There is confusion even with the village and municipal governments elected half a year ago: they are still essentially functionless, with confusion of mandates, tasks, staffing, taxing prerogatives and many more. And given that they cannot be removed for five full years, there is a degree of arrogance that some of them are exhibiting which, tied to their need to recoup their massive investments in getting themselves elected, have all the hallmarks of a spike in public corruption. The Kathmandu mayor’s arrogant remark, commented on editorially by some of the national broadsheets, is a harbinger of heartaches and frustrations that Nepali voters will experience in the years ahead as they fail to see their local elected officials acting responsibly or delivering good services.

========================================================================

- Directions -
1. According to the passage on Nepal's local governments, for how long can the newly elected officials not be removed?
2. Transcribe the passage on Nepal's local governments word for word, starting at "There is confusion" and ending at "delivering good services.".
The listing that follows comes from a different source than the passage on Nepal's local governments.

- Data listing -

========================================================================

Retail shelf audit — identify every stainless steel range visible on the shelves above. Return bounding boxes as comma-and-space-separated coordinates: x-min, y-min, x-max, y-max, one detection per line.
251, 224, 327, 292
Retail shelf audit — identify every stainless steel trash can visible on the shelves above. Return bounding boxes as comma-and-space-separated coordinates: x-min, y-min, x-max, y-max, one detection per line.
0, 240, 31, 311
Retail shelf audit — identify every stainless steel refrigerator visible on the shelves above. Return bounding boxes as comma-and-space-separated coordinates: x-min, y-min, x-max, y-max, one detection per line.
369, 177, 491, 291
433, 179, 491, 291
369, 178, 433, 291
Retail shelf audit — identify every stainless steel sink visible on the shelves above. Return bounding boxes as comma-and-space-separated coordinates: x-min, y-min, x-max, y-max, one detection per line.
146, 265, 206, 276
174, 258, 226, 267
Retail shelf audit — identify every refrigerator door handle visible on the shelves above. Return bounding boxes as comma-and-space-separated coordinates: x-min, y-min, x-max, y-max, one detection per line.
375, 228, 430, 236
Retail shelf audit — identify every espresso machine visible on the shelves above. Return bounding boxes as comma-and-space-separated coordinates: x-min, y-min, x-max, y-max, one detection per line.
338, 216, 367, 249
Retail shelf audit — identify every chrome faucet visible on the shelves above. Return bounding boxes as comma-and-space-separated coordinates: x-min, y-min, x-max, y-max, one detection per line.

========================================================================

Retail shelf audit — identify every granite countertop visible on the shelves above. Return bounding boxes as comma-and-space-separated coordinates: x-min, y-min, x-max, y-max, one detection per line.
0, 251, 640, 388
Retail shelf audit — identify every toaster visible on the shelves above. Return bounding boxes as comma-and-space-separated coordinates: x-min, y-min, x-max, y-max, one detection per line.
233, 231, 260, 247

========================================================================

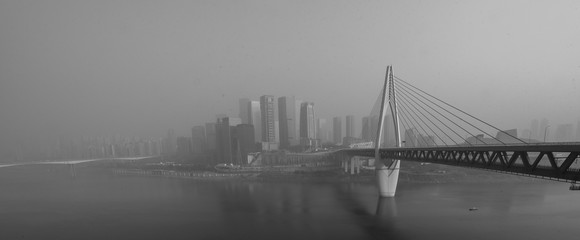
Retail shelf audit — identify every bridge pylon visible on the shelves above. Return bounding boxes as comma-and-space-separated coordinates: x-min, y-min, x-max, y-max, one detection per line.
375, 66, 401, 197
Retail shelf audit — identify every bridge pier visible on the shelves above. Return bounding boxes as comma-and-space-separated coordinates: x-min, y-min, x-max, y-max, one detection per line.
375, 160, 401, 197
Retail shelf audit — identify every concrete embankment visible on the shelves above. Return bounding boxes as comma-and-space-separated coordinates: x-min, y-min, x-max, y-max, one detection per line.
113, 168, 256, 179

========================================================================

- Your responses -
1. Five full years.

2.
There is confusion even with the village and municipal governments elected half a year ago: they are still essentially functionless, with confusion of mandates, tasks, staffing, taxing prerogatives and many more. And given that they cannot be removed for five full years, there is a degree of arrogance that some of them are exhibiting which, tied to their need to recoup their massive investments in getting themselves elected, have all the hallmarks of a spike in public corruption. The Kathmandu mayor’s arrogant remark, commented on editorially by some of the national broadsheets, is a harbinger of heartaches and frustrations that Nepali voters will experience in the years ahead as they fail to see their local elected officials acting responsibly or delivering good services.